An officer’s uniform from the 2280s always commands respect. When I complimented him on his choice of costume he said, “Who wouldn’t want to be part of the executive community that is making the decisions of a starship?”
“I like Star Trek: The Next Generation because of Geordi LaForge. The visor is cool!”
“I’m freaking out! LeVar Burton just tweeted a picture of me.”
I used to wear a communicator badge, but then thought, You can’t just pin it on, you have to ink it on.
“I’ve watched all of the original series, Next Generation, and Voyager. My favorite is Next Gen because I love Data. I’ve always been socially awkward with people so I connect to his character. I like how Data can overcome challenges in a way that is human, even if he isn’t, and that he has friends that he felt he needed to protect.”
Data, sentient android and second officer of the USS Enterprise NCC-1701-D, played by actor Brent Spiner.
The rules for photographing and talking to celebrities at the convention are very strict, but I wanted to see what Brent Spiner was up to because I interviewed him earlier this year. As I approached his table I asked, “Hey can I talk to you or do I have to pay $40?” He laughed and welcomed my friend and me to the table. Before we knew it, he was joking around with us and our banter sped into a battle of wits that couldn’t be stopped. At one point, the three of us were laughing so loudly, I could sense the rest of the cast thinking, “Who are these chicks talking to Brent?” It was a little surreal. We moved aside so he could sign an autograph.
I pitched him an idea for a movie. I explained that while he wouldn’t be cast as an android, there were androids in the movie. He quickly turned the movie down because he couldn’t stand the concept and confessed, “I hate your dreams.” We laughed hysterically. Brent Spiner has a wild personality. I didn’t dare tell him I was going to join the costume contest later that night dressed as Lal after seeing how much he hates androids. “OK then,” I asked, “who would you recommend to play your part if you won’t be in our movie?” He said, “John de Lancie.”
Q, the omnipotent power, portrayed by the actor John de Lancie.
Before heading up to the room to get ready for the costume contest, I went around and bought some things I really needed. A Bajoran earring, a Q lapel pin for inspiration, and a book on holistic cat care written by Celeste Yarnall—one of the knockout babes in the original series. After a short discussion on cat care, she invited me and my friends to her private party later that evening in one of the suites. Nichelle Nichols, the legendary Uhura, was flying in just for it. The night was looking promising.
It didn’t take long to get into costume. A friend added a few safety pins here and there and we were in the ballroom in no time. As I walked onto the floor, I heard people whisper, “Lal! Lal!” which made up for all those Halloweens when I was something obscure, leaving me to stand in a corner unrecognized all night. There was a vast array of costumes in the contest, all of them incredible. The man who stood next to me had made his captain’s jacket from scratch with fabric of the finest quality and every stitch done to perfection. I didn’t dare tell him my costume was just a bridesmaid’s dress that I was wearing backwards. To avoid revealing this, when I took the stage and the host asked me who made my costume I replied, in character, “father made it.” The crowd roared with laughter. After a show of applause for each contestant, the man in the captain’s uniform next to me began to get frustrated. “I guess quality doesn’t matter,” he grumbled. Before I could think of anything to say that might keep him in good spirits, the host announced that I had won this year’s Best TNG Costume. A $200 prize! Best of Show went to a huge paper-mache head of Balok from the original series.
I was so excited to run into Balok at Celeste Yarnall’s party. When she took off her paper-mache head to introduce herself to me she chirped, “Girl power!”
I said, “Tonight, you and I are winners!”
Things got epic long before the legendary Nichelle Nichols showed up. She gravitated towards us. Girl Power!
Looks like I made a wrong turn at the starbase!
It was hard to say goodbye to all my new friends the next day, but I look forward to seeing them next year in Las Vegas—dressed as Lal, of course. On the way home, I made a wrong turn at the starbase. Better recalibrate the maps in my neurosystem.
To all my new friends, until we meet again, live long and prosper. This android feels the love.

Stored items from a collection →
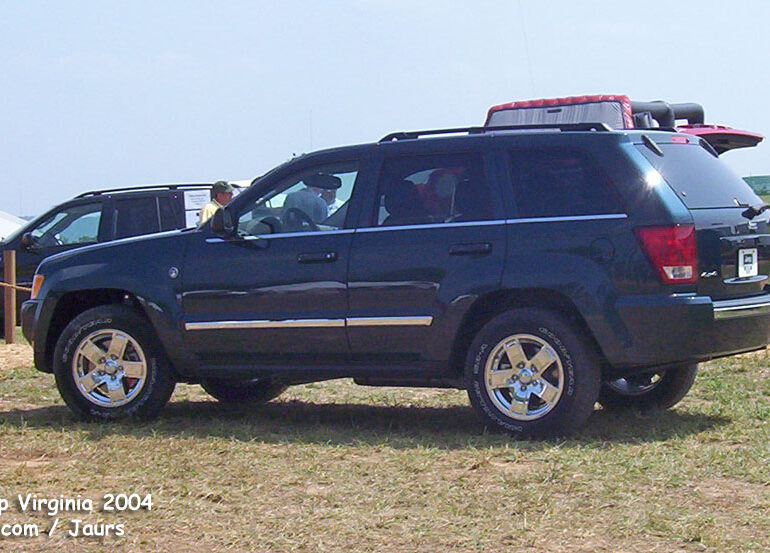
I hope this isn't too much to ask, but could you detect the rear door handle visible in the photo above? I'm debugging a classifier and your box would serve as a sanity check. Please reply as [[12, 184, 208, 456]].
[[449, 242, 492, 255], [297, 252, 337, 263]]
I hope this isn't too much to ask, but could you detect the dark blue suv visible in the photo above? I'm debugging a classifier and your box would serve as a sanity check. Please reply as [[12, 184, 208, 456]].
[[18, 124, 770, 436]]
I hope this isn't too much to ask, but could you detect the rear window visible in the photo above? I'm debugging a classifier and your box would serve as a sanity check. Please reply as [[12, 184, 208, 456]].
[[637, 144, 762, 209], [115, 197, 160, 239]]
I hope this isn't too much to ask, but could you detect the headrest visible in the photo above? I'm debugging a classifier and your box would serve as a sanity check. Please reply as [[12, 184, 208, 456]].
[[302, 173, 342, 190]]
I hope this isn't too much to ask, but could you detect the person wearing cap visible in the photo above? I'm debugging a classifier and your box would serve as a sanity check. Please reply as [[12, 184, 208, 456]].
[[198, 180, 233, 226]]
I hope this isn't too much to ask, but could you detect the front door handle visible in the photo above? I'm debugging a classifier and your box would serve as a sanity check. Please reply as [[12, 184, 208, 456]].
[[297, 252, 337, 263], [449, 242, 492, 255]]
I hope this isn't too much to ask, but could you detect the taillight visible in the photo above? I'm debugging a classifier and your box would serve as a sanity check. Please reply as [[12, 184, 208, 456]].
[[634, 225, 698, 284], [29, 275, 45, 300]]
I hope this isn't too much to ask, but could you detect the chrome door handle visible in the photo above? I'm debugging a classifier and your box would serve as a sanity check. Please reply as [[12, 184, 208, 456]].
[[297, 252, 337, 263]]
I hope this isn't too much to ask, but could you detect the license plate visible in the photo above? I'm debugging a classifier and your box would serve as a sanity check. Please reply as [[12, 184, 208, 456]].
[[738, 248, 759, 278]]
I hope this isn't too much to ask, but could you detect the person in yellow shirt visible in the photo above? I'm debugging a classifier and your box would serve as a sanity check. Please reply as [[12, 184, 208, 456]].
[[198, 180, 233, 226]]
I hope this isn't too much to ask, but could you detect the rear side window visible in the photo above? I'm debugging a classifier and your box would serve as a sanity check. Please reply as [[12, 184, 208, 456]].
[[637, 144, 762, 209], [375, 154, 499, 226], [115, 197, 160, 238], [510, 149, 625, 218], [158, 196, 178, 231]]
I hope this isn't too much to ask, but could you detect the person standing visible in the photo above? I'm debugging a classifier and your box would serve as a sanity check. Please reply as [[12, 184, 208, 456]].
[[198, 180, 233, 227]]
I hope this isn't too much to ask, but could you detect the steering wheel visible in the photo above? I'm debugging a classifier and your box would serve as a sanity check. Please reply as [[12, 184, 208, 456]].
[[283, 207, 318, 230]]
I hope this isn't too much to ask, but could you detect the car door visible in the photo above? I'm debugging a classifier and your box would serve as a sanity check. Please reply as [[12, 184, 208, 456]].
[[16, 198, 109, 286], [182, 153, 366, 366], [112, 191, 178, 240], [347, 147, 505, 362]]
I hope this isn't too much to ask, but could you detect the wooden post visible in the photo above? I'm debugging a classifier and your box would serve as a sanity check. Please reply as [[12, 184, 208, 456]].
[[3, 250, 16, 344]]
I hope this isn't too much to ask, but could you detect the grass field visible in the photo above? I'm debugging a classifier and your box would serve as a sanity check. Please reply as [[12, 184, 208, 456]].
[[0, 332, 770, 553]]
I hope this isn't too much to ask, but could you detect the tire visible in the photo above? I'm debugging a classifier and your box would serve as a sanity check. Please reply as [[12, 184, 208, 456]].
[[599, 363, 698, 411], [54, 305, 176, 421], [465, 308, 601, 438], [201, 378, 288, 404]]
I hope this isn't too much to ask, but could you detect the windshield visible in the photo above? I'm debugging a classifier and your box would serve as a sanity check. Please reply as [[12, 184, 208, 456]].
[[238, 162, 358, 235]]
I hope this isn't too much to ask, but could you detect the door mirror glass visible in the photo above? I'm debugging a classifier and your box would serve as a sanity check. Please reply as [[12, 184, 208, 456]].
[[211, 207, 235, 236]]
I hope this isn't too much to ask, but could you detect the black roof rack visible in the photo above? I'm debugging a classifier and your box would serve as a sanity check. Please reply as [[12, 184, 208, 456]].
[[379, 123, 612, 142], [75, 182, 228, 198]]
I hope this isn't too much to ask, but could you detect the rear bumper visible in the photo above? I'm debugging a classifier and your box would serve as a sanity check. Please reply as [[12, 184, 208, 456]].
[[607, 294, 770, 368], [21, 300, 40, 344]]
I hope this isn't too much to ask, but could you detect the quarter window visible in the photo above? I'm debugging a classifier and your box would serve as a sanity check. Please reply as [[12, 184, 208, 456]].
[[375, 154, 495, 226], [511, 149, 624, 218], [115, 197, 160, 238], [32, 203, 102, 247]]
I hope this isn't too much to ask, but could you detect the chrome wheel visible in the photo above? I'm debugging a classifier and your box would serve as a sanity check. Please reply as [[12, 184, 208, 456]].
[[607, 373, 665, 396], [72, 329, 147, 407], [484, 334, 564, 421]]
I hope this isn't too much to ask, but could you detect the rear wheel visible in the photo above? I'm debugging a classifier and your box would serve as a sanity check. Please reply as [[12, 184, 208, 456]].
[[54, 305, 176, 420], [465, 309, 600, 437], [201, 378, 288, 404], [599, 363, 698, 410]]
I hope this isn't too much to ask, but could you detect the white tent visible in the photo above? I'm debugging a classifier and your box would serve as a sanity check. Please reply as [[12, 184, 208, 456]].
[[0, 211, 27, 240]]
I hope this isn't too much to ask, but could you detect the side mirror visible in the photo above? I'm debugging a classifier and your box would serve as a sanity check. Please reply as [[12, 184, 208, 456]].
[[211, 207, 235, 236], [21, 232, 35, 251]]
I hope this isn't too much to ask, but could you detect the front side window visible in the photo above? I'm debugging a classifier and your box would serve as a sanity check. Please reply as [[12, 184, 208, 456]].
[[238, 162, 358, 236], [375, 154, 495, 226], [32, 203, 102, 248], [511, 149, 624, 218]]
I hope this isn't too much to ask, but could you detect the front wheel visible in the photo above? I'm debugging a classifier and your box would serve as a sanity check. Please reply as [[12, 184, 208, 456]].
[[465, 309, 600, 437], [54, 305, 176, 420], [599, 363, 698, 411]]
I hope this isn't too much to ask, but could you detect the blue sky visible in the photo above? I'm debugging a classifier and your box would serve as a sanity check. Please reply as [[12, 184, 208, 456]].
[[0, 0, 770, 215]]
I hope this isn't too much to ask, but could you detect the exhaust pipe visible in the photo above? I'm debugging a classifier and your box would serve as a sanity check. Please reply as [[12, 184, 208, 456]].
[[631, 100, 706, 129]]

Direction A → In the Star Trek convention account, who did Brent Spiner recommend to play his part in the movie?
Direction B → Please repeat the Star Trek convention account from "Q, the omnipotent" up to and including "was looking promising.".

Problem solution A → John de Lancie.

Problem solution B →
Q, the omnipotent power, portrayed by the actor John de Lancie.
Before heading up to the room to get ready for the costume contest, I went around and bought some things I really needed. A Bajoran earring, a Q lapel pin for inspiration, and a book on holistic cat care written by Celeste Yarnall—one of the knockout babes in the original series. After a short discussion on cat care, she invited me and my friends to her private party later that evening in one of the suites. Nichelle Nichols, the legendary Uhura, was flying in just for it. The night was looking promising.